Task statement
Every record below should be written out exactly; pictures stay out.

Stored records
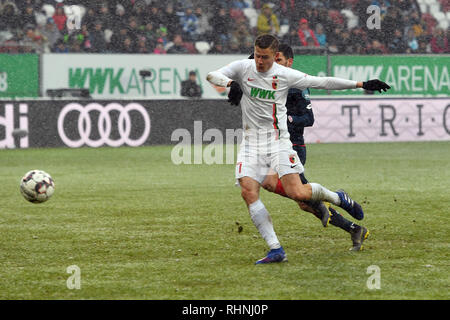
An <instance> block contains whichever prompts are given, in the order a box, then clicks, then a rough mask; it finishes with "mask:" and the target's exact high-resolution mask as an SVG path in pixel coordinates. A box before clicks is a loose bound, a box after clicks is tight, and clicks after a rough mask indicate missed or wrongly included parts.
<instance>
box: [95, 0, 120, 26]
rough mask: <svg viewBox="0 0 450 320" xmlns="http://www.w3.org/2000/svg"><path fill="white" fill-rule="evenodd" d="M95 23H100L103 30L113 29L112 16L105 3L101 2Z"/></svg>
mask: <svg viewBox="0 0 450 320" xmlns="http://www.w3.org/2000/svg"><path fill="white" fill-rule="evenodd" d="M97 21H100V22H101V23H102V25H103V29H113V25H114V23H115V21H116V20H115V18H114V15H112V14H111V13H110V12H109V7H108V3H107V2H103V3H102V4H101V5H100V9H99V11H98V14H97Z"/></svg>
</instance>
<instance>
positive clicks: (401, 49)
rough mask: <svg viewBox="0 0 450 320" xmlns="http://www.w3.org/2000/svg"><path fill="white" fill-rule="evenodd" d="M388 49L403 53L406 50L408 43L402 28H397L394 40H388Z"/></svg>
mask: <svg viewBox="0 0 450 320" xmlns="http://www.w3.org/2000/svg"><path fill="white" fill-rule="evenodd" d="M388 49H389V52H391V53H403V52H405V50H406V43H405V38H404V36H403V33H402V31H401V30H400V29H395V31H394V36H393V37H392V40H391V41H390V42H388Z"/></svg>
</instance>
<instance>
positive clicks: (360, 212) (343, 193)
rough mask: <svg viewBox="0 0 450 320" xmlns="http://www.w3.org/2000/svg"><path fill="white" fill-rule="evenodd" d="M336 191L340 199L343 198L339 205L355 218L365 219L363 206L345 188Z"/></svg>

Result of the task
An <instance> block contains whichever prompts are given, in the order a box, then clicks, then a rough mask; it finishes with "mask:" and the target's exact high-resolution mask as an SVG path in pixel coordinates. A box before clicks is a loose bound, a box after clicks is tight, and clicks after a rough mask indicate missed or wrongly included parts.
<instance>
box: [95, 0, 120, 26]
rough mask: <svg viewBox="0 0 450 320" xmlns="http://www.w3.org/2000/svg"><path fill="white" fill-rule="evenodd" d="M95 23H100L103 30L113 29L112 16L105 3L101 2Z"/></svg>
mask: <svg viewBox="0 0 450 320" xmlns="http://www.w3.org/2000/svg"><path fill="white" fill-rule="evenodd" d="M97 21H100V22H101V23H102V25H103V29H113V25H114V23H115V21H116V20H115V18H114V15H112V14H111V13H110V12H109V7H108V3H107V2H103V3H102V4H101V5H100V9H99V11H98V14H97Z"/></svg>
</instance>
<instance>
positive clicks: (401, 49)
rough mask: <svg viewBox="0 0 450 320" xmlns="http://www.w3.org/2000/svg"><path fill="white" fill-rule="evenodd" d="M388 49L403 53L406 50L408 43L402 28H397L394 40H388Z"/></svg>
mask: <svg viewBox="0 0 450 320" xmlns="http://www.w3.org/2000/svg"><path fill="white" fill-rule="evenodd" d="M388 49H389V52H391V53H403V52H405V50H406V43H405V38H404V36H403V33H402V31H401V30H400V29H395V31H394V36H393V37H392V40H391V41H390V42H388Z"/></svg>
</instance>
<instance>
positive clicks: (360, 212) (343, 193)
rough mask: <svg viewBox="0 0 450 320" xmlns="http://www.w3.org/2000/svg"><path fill="white" fill-rule="evenodd" d="M336 191L340 199L343 198L339 205L355 218L365 219L363 206L345 188Z"/></svg>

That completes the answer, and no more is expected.